— begin SELECTED EXCERPT —

“The other side of the lake”
“"Let us go across to the other side of the
lake.” Mk 4.35. Jesus leaves the security, popularity, and acceptance
on this side and crosses the lake for the persecution, opposition, and rejection
of the other side. On this side of the lake, crowds follow him, he is beginning
to be understood and accepted. Just when everything looked favorable, he says, “let us go to the other side.”
The decision
looked rather poor discernment. The timing too seemed to go wrong. The journey
across the lake was stormy. The waves and the winds nearly drowned him and his
followers. On the other side, there are no crowds, only herds of swine. Just
one man comes running to him from the midst of tombs, with marks of chains and
fetters on his hands and scars of burns and bruises on his face. He comes not
to welcome him but to scream and shout and demand that Jesus quit his territory
and leave him alone.

— end SELECTED EXCERPT —
— begin COLLECTED MATERIAL —

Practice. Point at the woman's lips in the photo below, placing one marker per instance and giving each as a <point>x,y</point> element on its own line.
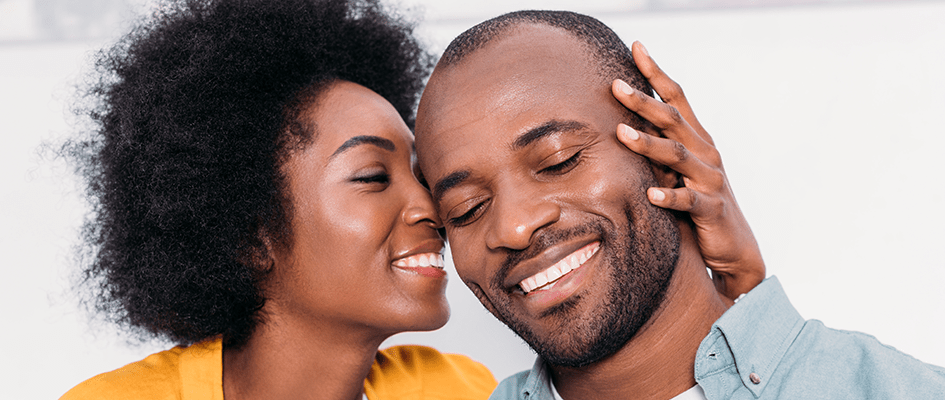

— end COLLECTED MATERIAL —

INSTRUCTIONS –
1: In the reflection on Jesus crossing the lake, what is found on the other side in place of crowds?
2: Write what comes next in the reflection on Jesus crossing to the other side of the lake, picking up after its final sentence.

RESPONSES TO THE TASKS –
1: Herds of swine.

2:
Jesus does not oblige him. He knows the man is
possessed, a captive, chained, and in shackles. Jesus knows it is the devil
speaking through him. In the shouting and screaming Jesus hears the cry for
freedom. So rather than obey the devil, he commands the devil to leave the man.
The Good Shepherd
goes in search of the lost sheep. Jesus comes risking the waves and winds,
rejection and opposition in search of this one man. Jesus does not always look
for crowds. Freedom for even one individual is motivation enough for him to set
out on a dangerous unwelcome journey.
The situation
of every mission land is like that of Gerasenes. The one who brings the Good News
is often opposed, rejected, and persecuted.
People who are chained and oppressed often think the Good News is a torment and
an oppression. So they come individually and in a delegation to demand that the
missionary back off.
We so often are
quick to obey them. We fear persecution and imprisonment. We are not prepared for
the risk involved in the journey. We are surrounded by angry mobs and unfriendly
authorities. We are not ready to sail far and risk our life for just one or two
individuals. So often we argue why to go in search of one or two when on this
side crowds are ready to follow.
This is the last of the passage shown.